- **Your assignment**
Locate each line of the material that contains "finger", then return it.

- **Records to process**
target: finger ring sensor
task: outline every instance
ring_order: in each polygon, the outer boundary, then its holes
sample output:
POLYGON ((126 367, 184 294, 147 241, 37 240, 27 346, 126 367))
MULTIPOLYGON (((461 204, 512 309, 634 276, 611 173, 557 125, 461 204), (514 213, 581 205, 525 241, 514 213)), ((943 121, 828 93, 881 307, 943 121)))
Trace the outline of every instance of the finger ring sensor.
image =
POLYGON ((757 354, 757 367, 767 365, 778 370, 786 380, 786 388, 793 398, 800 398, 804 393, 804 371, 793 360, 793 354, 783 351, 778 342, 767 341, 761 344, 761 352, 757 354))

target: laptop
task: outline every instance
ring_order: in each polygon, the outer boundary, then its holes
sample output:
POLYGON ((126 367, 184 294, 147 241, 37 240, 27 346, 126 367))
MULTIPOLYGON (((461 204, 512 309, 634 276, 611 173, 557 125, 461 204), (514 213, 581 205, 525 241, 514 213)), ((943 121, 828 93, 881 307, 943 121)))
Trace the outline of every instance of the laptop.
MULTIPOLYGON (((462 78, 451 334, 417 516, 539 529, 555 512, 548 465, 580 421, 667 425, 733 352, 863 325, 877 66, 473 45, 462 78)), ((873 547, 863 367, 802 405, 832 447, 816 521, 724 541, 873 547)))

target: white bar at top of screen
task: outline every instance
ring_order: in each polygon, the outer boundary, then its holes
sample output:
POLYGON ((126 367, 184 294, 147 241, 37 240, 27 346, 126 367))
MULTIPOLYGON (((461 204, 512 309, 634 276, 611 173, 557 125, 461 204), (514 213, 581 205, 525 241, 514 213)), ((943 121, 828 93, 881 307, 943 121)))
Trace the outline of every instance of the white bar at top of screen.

- **Task response**
target: finger ring sensor
Trace the outline of every instance of the finger ring sensor.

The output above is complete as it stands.